Instruction:
Convert the rows below into a JSON list of strings, one string per line and blank lines omitted. Begin with the first line of the rows and end after the line containing "top-left (8, 85), bottom-right (400, 249)".

Material shown:
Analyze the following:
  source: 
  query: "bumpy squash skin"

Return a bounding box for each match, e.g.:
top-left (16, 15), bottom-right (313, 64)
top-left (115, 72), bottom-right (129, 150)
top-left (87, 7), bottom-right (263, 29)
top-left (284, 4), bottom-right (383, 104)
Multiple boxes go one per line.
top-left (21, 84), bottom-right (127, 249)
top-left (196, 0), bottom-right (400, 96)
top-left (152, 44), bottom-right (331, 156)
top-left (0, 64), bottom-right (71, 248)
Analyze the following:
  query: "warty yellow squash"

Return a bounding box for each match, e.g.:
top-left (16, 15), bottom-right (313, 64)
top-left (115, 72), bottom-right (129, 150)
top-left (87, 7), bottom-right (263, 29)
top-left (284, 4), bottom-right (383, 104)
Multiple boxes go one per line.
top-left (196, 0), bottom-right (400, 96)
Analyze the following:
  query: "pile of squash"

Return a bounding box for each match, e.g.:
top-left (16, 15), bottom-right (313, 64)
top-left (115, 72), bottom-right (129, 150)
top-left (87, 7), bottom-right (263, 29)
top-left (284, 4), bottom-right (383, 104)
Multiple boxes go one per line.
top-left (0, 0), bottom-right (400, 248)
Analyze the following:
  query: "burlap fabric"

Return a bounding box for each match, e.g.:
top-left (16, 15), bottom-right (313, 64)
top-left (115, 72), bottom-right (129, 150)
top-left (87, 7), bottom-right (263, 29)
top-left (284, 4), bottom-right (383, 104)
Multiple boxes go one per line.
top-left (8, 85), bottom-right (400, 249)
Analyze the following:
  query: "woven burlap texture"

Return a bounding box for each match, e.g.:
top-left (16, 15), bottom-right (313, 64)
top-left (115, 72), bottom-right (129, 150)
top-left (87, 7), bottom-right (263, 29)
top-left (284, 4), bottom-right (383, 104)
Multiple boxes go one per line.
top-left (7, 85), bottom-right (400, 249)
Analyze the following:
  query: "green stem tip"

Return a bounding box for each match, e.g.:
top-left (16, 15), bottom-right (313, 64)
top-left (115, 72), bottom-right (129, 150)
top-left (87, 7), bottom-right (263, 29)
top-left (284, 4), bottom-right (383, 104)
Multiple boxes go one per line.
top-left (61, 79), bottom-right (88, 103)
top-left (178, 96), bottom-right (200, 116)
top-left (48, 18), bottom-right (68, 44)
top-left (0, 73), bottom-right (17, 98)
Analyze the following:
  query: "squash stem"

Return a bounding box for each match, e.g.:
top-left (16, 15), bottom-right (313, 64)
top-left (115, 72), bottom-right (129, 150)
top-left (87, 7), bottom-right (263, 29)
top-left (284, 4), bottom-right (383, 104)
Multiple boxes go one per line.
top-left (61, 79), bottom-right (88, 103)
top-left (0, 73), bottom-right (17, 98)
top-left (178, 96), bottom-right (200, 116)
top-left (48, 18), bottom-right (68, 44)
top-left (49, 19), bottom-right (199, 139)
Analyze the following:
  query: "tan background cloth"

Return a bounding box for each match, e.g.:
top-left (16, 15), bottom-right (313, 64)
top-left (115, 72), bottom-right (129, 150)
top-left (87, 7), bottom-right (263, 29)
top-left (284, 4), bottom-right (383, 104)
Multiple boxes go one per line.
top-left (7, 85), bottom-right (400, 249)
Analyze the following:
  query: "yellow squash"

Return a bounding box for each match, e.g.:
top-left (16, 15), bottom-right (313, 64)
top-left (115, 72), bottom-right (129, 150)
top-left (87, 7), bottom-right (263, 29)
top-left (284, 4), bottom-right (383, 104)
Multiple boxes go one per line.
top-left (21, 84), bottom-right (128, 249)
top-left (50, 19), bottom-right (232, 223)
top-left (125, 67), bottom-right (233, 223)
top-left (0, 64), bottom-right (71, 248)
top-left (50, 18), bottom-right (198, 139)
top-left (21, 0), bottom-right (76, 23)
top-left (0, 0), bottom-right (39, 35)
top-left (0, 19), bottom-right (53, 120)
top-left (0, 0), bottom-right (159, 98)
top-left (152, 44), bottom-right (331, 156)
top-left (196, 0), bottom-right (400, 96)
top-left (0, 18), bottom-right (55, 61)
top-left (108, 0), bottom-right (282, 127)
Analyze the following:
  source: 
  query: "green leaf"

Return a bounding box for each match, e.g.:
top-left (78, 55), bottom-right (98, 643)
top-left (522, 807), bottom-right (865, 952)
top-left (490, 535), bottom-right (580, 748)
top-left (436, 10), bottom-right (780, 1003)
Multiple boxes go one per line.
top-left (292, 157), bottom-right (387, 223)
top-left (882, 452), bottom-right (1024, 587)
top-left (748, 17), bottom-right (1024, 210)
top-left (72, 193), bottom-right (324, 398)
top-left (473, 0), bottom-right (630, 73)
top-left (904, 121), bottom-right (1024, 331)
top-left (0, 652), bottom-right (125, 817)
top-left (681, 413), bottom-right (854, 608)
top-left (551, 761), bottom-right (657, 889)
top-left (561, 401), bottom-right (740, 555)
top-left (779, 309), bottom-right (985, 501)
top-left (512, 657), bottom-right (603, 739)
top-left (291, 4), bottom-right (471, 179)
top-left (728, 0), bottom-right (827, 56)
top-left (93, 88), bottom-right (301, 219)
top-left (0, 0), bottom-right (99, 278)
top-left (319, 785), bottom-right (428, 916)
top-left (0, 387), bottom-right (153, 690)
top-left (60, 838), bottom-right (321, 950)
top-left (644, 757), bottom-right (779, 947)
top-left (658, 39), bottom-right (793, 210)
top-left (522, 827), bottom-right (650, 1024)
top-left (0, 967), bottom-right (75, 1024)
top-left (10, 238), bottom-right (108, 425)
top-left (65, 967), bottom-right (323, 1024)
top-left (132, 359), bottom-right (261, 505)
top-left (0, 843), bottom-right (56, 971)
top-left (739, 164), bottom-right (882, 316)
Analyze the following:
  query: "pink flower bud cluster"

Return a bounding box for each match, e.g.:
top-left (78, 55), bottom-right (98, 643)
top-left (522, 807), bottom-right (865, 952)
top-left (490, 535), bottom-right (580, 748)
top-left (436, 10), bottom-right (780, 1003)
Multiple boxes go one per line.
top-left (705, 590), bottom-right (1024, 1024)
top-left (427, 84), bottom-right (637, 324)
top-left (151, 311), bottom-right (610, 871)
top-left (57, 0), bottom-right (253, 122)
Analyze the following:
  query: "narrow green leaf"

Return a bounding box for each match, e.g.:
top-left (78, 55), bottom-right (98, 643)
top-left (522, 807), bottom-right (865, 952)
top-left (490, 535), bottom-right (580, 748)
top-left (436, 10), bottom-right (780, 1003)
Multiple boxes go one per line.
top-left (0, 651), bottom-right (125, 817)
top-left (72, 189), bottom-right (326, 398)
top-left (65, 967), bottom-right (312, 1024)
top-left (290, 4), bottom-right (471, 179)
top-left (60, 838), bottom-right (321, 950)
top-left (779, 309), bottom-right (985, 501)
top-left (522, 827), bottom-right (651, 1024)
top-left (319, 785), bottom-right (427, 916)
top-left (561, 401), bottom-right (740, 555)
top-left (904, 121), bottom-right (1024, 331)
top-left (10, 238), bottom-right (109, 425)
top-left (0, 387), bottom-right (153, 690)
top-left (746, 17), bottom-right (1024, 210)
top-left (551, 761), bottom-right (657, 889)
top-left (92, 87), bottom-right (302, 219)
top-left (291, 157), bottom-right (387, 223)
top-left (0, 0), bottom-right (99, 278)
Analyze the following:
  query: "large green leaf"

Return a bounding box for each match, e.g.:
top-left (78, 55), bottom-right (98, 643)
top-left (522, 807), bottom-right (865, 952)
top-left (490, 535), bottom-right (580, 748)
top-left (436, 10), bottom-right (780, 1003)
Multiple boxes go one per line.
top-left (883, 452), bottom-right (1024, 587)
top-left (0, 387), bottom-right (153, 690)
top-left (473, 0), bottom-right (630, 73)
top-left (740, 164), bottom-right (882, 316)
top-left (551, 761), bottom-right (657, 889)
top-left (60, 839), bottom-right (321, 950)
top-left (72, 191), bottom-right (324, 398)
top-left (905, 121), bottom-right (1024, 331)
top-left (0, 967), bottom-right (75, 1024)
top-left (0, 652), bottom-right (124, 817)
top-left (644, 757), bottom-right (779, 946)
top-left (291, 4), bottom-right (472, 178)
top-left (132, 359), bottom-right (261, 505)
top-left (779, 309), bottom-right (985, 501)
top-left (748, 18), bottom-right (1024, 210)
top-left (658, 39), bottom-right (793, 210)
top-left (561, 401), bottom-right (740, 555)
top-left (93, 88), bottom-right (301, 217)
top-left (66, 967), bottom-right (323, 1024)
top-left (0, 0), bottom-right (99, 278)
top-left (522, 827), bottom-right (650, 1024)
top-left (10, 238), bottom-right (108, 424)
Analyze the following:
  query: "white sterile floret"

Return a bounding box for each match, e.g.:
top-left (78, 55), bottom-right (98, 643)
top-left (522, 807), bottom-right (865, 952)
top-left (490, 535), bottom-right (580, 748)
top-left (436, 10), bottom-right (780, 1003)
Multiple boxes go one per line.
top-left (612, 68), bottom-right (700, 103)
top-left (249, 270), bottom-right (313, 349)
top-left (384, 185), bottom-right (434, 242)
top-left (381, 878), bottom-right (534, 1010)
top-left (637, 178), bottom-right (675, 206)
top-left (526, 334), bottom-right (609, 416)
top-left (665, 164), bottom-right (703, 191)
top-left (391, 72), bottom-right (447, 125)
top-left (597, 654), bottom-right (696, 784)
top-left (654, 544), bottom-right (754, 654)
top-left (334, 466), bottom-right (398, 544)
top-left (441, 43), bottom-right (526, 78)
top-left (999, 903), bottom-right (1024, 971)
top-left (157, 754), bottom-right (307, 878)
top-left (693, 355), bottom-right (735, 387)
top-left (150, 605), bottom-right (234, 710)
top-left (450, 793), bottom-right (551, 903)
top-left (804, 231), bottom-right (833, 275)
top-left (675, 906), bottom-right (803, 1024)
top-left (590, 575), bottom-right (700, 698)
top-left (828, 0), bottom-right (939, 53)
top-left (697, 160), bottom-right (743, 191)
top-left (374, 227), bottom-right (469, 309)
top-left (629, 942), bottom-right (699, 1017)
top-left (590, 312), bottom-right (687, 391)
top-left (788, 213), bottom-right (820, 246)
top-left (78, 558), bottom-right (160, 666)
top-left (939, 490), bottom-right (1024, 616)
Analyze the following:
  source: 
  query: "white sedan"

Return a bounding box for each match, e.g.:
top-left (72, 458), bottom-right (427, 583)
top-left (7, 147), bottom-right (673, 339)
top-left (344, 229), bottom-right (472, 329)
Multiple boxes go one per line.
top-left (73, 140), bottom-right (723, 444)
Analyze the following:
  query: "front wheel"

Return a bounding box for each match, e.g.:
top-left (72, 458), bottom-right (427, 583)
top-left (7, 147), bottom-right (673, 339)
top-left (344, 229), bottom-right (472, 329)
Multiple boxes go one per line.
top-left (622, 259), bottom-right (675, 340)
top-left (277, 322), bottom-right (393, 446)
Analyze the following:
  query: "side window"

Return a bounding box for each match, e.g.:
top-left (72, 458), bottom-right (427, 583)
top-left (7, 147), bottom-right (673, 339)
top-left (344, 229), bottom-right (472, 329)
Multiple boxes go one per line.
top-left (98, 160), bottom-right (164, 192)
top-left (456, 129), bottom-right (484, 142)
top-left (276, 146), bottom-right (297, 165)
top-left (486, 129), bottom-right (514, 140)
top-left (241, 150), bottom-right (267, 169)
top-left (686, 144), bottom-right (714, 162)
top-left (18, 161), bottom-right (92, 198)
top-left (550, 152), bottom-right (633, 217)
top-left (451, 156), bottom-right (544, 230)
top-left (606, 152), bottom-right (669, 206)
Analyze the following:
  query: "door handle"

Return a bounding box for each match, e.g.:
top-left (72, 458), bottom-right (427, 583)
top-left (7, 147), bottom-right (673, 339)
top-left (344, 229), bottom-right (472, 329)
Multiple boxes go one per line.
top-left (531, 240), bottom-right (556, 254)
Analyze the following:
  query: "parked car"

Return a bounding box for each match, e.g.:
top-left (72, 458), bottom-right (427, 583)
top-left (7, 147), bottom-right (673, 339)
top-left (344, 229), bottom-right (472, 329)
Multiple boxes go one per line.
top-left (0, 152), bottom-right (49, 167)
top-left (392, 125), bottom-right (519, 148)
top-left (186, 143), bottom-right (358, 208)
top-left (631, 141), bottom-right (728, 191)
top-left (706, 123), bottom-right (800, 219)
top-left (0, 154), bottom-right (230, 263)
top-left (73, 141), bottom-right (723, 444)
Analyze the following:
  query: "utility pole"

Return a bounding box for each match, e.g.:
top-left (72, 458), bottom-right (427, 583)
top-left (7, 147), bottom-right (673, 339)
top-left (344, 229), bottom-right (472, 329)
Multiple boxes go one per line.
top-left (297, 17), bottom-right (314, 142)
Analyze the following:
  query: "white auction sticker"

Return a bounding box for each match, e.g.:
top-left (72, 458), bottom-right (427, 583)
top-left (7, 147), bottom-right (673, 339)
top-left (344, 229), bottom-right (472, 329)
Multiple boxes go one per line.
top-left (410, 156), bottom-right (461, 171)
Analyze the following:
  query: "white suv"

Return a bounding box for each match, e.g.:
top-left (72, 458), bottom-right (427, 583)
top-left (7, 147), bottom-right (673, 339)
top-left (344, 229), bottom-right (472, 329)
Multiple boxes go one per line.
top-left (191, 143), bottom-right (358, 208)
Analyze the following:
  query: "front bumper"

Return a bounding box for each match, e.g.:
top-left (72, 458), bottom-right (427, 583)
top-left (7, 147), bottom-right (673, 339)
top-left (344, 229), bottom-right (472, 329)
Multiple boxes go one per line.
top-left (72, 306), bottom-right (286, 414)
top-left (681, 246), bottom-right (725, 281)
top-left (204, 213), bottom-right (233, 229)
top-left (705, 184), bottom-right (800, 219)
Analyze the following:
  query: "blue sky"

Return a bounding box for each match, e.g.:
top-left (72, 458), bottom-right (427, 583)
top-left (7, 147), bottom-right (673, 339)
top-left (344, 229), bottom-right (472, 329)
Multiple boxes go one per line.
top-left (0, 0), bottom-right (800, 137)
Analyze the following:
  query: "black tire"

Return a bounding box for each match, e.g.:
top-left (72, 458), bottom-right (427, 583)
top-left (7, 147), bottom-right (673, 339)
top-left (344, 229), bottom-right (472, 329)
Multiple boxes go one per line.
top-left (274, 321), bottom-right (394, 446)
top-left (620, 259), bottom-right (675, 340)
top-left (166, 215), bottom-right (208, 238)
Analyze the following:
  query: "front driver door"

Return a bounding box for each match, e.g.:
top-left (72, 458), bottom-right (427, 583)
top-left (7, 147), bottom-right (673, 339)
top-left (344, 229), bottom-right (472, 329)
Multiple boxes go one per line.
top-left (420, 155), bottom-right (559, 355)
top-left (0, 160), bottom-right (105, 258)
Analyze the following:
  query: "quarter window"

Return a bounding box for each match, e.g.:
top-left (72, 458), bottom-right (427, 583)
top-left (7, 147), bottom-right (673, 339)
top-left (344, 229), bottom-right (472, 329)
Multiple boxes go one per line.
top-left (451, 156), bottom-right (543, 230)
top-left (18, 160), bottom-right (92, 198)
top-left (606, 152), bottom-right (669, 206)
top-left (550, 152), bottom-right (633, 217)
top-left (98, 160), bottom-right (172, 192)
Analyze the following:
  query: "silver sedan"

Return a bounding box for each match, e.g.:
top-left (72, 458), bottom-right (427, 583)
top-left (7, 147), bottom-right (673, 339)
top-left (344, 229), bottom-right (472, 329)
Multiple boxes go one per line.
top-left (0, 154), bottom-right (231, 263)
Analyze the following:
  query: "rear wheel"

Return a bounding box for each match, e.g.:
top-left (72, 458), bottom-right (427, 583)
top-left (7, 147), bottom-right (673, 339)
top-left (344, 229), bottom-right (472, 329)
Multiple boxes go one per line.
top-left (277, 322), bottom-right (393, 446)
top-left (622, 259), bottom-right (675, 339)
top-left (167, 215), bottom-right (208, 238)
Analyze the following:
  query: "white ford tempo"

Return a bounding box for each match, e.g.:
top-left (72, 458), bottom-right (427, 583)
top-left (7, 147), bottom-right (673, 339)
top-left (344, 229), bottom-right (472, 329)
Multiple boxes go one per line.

Problem solution:
[
  "Analyze the following:",
  "  source: ",
  "  query: \"bumpy squash skin\"",
  "Return a bounding box for each match, e.g.:",
  "top-left (16, 15), bottom-right (313, 64)",
  "top-left (115, 72), bottom-right (129, 150)",
  "top-left (87, 7), bottom-right (263, 29)",
  "top-left (284, 4), bottom-right (383, 104)",
  "Multiple boxes go one per line.",
  "top-left (21, 84), bottom-right (127, 249)",
  "top-left (196, 0), bottom-right (400, 96)",
  "top-left (152, 44), bottom-right (331, 156)",
  "top-left (0, 64), bottom-right (71, 248)",
  "Analyze the following:",
  "  query: \"warty yellow squash\"",
  "Return a bounding box for each match, e.g.:",
  "top-left (16, 15), bottom-right (313, 64)",
  "top-left (115, 72), bottom-right (129, 150)",
  "top-left (87, 7), bottom-right (263, 29)",
  "top-left (284, 4), bottom-right (383, 104)",
  "Multiple boxes go one per line.",
  "top-left (196, 0), bottom-right (400, 96)",
  "Analyze the following:",
  "  query: \"pile of squash\"",
  "Return a bounding box for each match, e.g.:",
  "top-left (16, 15), bottom-right (313, 64)",
  "top-left (115, 72), bottom-right (129, 150)",
  "top-left (87, 7), bottom-right (263, 29)",
  "top-left (284, 4), bottom-right (383, 104)",
  "Multiple boxes go one per line.",
  "top-left (0, 0), bottom-right (400, 248)",
  "Analyze the following:",
  "  query: \"burlap fabric\"",
  "Return a bounding box for each match, e.g.:",
  "top-left (16, 15), bottom-right (313, 64)",
  "top-left (115, 72), bottom-right (129, 150)",
  "top-left (87, 7), bottom-right (263, 29)",
  "top-left (284, 4), bottom-right (383, 104)",
  "Multiple boxes go one per line.",
  "top-left (8, 85), bottom-right (400, 249)"
]